Start of DATA PROVIDED

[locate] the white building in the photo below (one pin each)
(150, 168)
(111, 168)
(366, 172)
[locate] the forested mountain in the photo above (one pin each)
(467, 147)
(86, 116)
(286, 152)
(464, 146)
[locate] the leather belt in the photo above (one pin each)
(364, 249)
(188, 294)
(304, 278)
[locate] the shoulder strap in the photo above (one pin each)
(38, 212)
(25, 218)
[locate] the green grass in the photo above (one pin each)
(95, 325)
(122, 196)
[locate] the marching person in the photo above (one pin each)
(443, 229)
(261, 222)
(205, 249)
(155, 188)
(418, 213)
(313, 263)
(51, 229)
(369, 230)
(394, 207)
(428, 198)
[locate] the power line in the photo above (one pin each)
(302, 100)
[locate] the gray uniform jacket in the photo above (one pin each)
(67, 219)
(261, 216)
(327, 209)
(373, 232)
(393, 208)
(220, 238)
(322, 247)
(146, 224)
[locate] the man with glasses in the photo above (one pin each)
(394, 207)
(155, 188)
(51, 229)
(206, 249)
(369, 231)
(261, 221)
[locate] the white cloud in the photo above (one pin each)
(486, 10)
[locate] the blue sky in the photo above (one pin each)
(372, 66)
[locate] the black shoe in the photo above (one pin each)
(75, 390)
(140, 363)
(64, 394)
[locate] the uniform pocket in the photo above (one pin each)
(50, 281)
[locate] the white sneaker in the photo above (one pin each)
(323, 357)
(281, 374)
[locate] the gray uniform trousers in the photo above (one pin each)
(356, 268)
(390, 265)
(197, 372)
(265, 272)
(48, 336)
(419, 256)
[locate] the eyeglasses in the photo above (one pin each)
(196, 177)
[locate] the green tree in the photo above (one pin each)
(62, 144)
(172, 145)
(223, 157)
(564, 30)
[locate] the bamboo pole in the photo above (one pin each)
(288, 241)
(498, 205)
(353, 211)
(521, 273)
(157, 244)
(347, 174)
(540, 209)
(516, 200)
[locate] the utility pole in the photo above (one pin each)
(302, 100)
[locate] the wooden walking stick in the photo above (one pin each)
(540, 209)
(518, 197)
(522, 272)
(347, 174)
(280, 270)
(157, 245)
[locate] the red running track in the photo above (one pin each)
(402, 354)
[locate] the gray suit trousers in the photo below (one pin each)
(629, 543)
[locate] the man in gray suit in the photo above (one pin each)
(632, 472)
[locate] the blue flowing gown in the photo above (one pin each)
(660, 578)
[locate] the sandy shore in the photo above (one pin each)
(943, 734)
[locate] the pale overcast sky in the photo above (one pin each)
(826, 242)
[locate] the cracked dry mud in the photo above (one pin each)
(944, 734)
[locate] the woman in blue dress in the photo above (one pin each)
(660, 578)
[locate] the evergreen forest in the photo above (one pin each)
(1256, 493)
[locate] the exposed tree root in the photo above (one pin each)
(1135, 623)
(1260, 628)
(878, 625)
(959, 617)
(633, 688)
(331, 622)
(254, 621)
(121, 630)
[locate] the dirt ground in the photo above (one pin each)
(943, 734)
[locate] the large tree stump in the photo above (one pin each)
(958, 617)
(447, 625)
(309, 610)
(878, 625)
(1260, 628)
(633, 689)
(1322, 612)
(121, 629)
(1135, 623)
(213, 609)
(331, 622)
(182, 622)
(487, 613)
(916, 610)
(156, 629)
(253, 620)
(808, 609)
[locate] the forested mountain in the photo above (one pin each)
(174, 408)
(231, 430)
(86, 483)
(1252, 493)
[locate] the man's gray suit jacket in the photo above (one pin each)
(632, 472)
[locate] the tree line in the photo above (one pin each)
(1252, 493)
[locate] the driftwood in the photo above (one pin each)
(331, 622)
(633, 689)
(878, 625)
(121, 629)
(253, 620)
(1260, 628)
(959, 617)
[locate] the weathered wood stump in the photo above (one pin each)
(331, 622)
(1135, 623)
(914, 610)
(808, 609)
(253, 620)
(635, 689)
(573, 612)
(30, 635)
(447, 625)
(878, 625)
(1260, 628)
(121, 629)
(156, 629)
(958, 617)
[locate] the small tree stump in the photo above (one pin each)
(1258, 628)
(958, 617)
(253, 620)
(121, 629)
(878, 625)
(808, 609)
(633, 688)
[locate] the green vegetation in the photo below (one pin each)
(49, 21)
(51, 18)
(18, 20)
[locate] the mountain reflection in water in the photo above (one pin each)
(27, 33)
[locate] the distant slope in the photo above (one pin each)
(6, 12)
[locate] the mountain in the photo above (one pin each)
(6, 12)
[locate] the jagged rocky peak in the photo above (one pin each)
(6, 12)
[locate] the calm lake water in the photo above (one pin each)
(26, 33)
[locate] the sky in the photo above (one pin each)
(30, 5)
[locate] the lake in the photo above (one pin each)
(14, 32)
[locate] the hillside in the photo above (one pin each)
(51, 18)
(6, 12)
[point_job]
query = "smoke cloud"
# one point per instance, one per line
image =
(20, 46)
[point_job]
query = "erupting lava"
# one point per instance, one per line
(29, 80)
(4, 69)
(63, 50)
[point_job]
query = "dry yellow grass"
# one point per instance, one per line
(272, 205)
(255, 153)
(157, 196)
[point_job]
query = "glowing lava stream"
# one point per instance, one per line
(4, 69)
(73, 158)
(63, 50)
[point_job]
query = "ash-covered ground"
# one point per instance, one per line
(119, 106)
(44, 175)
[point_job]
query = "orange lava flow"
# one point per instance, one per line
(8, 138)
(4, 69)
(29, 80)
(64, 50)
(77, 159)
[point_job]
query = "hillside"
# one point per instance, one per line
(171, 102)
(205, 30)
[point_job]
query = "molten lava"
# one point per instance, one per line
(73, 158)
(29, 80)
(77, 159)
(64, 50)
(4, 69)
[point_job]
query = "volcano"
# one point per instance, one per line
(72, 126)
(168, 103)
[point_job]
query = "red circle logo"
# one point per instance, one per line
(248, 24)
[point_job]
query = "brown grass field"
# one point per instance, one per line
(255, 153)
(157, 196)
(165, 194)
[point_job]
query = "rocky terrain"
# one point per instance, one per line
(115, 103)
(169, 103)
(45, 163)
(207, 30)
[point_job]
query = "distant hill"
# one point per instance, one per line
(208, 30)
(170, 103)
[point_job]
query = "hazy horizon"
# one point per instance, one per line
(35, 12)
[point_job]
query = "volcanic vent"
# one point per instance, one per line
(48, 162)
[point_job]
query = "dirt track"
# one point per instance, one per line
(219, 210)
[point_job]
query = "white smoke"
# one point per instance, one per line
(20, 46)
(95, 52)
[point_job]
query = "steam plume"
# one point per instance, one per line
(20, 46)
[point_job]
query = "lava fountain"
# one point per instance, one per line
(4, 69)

End of DATA PROVIDED

WRITTEN INSTRUCTION
Exactly as written above, please repeat the entries.

EXERCISE RESULT
[locate] the white building in the photo below (one pin each)
(150, 168)
(111, 168)
(366, 172)
[locate] the forested mountain in the photo above (one pin each)
(467, 147)
(86, 116)
(286, 152)
(464, 146)
[locate] the leather belt in the photo above (one pin each)
(364, 249)
(188, 294)
(304, 278)
[locate] the shoulder strap in the photo above (one pin each)
(38, 212)
(25, 218)
[locate] the green grass in the photo above (one pin each)
(95, 325)
(122, 196)
[locate] the marching person in the photo above (one pin each)
(443, 229)
(261, 222)
(205, 249)
(155, 188)
(418, 213)
(313, 263)
(51, 229)
(369, 230)
(394, 207)
(428, 198)
[locate] the power line in the photo above (one pin each)
(302, 100)
[locate] the gray uniform jacket in the photo above (one pin each)
(67, 219)
(261, 216)
(327, 209)
(373, 232)
(393, 208)
(220, 238)
(322, 247)
(146, 224)
[locate] the man with glasses in the photo above (one pin each)
(394, 207)
(155, 188)
(51, 229)
(206, 249)
(369, 231)
(261, 221)
[locate] the white cloud in the photo above (one pin each)
(486, 10)
[locate] the blue sky in the photo above (one pin each)
(372, 66)
[locate] the black shoe in the photo above (one pin each)
(75, 390)
(140, 363)
(64, 394)
[locate] the uniform pocket in the photo above (one pin each)
(50, 281)
[locate] the white sneaker in the photo above (one pin each)
(323, 357)
(281, 374)
[locate] the gray uniform trousers in the photo above (one pin each)
(356, 268)
(390, 265)
(197, 372)
(265, 272)
(48, 336)
(419, 256)
[locate] the eyeglasses in the photo above (one pin each)
(196, 177)
[locate] the green tree in the photo above (one pin each)
(62, 144)
(172, 145)
(223, 157)
(564, 30)
[locate] the bamboo pole in the photo above (one pin each)
(288, 241)
(498, 205)
(353, 211)
(521, 273)
(157, 244)
(347, 174)
(540, 209)
(516, 200)
[locate] the utility pole in the photo above (one pin each)
(302, 100)
[locate] the wooden walking stick in the photo above (one pin each)
(540, 209)
(518, 197)
(522, 272)
(347, 174)
(280, 270)
(157, 245)
[locate] the red running track in the photo above (one pin each)
(402, 354)
[locate] the gray suit trousers in the photo below (one pin each)
(629, 543)
[locate] the man in gray suit in the photo above (one pin each)
(632, 472)
[locate] the blue flowing gown in the photo above (one pin each)
(660, 578)
[locate] the sandy shore in the photo above (one pin each)
(943, 734)
[locate] the pale overcast sky in the photo above (one pin each)
(826, 242)
[locate] the cracked dry mud in the photo above (one pin each)
(944, 734)
[locate] the woman in blue dress in the photo above (one pin each)
(660, 578)
[locate] the evergreen forest in the photo above (one pin each)
(1256, 493)
[locate] the exposed tree root in the photo above (one pin each)
(1135, 623)
(1260, 628)
(878, 625)
(959, 617)
(633, 688)
(331, 622)
(254, 621)
(121, 630)
[locate] the dirt ground in the photo above (one pin each)
(943, 734)
[locate] the large tree stump in the photo above (one pin each)
(958, 617)
(447, 625)
(309, 610)
(878, 625)
(1260, 628)
(633, 689)
(1322, 612)
(121, 629)
(1135, 623)
(213, 609)
(331, 622)
(182, 622)
(487, 613)
(916, 610)
(156, 629)
(253, 620)
(808, 609)
[locate] the forested mountain in the photo above (one pin each)
(174, 408)
(231, 430)
(86, 483)
(1252, 493)
[locate] the man's gray suit jacket in the photo above (one pin each)
(632, 472)
[locate] the tree line in the photo above (one pin each)
(1252, 493)
[locate] the driftwood in the photo above (one pin each)
(331, 622)
(633, 689)
(878, 625)
(121, 629)
(253, 620)
(1260, 628)
(959, 617)
[locate] the weathered wood stump in the photo above (one pin each)
(331, 622)
(1135, 623)
(914, 610)
(808, 609)
(253, 620)
(635, 689)
(573, 612)
(30, 635)
(447, 625)
(878, 625)
(1260, 628)
(121, 629)
(156, 629)
(958, 617)
[locate] the small tree stump in the photo above (one pin each)
(1258, 628)
(958, 617)
(253, 620)
(121, 629)
(878, 625)
(808, 609)
(633, 688)
[locate] the green vegetation in the photo below (one pin each)
(49, 21)
(51, 18)
(18, 20)
[locate] the mountain reflection in water in the photo above (one pin each)
(27, 33)
[locate] the distant slope in the photo above (one pin each)
(6, 12)
[locate] the mountain in the photo above (one pin each)
(6, 12)
[locate] the jagged rocky peak in the photo above (one pin each)
(6, 12)
[locate] the calm lake water in the photo above (one pin each)
(26, 33)
[locate] the sky in the photo above (one pin each)
(30, 5)
[locate] the lake in the photo above (one pin each)
(14, 32)
[locate] the hillside in the photo above (one pin each)
(51, 18)
(6, 12)
[point_job]
query = "smoke cloud"
# one point per instance, one per line
image =
(20, 46)
[point_job]
query = "erupting lava"
# one point per instance, one per line
(29, 80)
(4, 69)
(63, 50)
[point_job]
query = "dry yellow grass"
# one point per instance, one per line
(272, 205)
(255, 153)
(157, 196)
[point_job]
query = "glowing lava stream"
# one point per instance, one per line
(4, 69)
(73, 158)
(63, 50)
[point_job]
query = "ash-covered ground"
# one point per instance, one per line
(119, 106)
(44, 175)
[point_job]
query = "orange lava flow"
# one point per instance, one per line
(8, 138)
(4, 69)
(29, 80)
(64, 50)
(77, 159)
[point_job]
query = "hillside"
# one point per instance, one per line
(171, 102)
(205, 30)
[point_job]
query = "molten lava"
# one point per instance, one per line
(73, 158)
(29, 80)
(77, 159)
(64, 50)
(4, 69)
[point_job]
query = "volcano"
# one point per instance, one per line
(72, 126)
(168, 103)
[point_job]
query = "red circle logo"
# one point per instance, one per line
(248, 24)
[point_job]
query = "brown grass field"
# one point per instance, one per line
(255, 153)
(157, 196)
(165, 194)
[point_job]
query = "rocky terrain"
# one point per instance, one per line
(115, 103)
(169, 103)
(45, 163)
(207, 30)
[point_job]
query = "distant hill"
# one point per instance, one per line
(208, 30)
(170, 103)
[point_job]
query = "hazy horizon"
# one point per instance, one per line
(35, 12)
[point_job]
query = "volcanic vent"
# one point per instance, one per line
(48, 162)
[point_job]
query = "dirt track"
# one point per instance, one per line
(219, 210)
[point_job]
query = "white smoke"
# one point per instance, one per line
(20, 46)
(95, 52)
[point_job]
query = "steam plume"
# one point per instance, one per line
(20, 46)
[point_job]
query = "lava fountain"
# one point per instance, one per line
(4, 69)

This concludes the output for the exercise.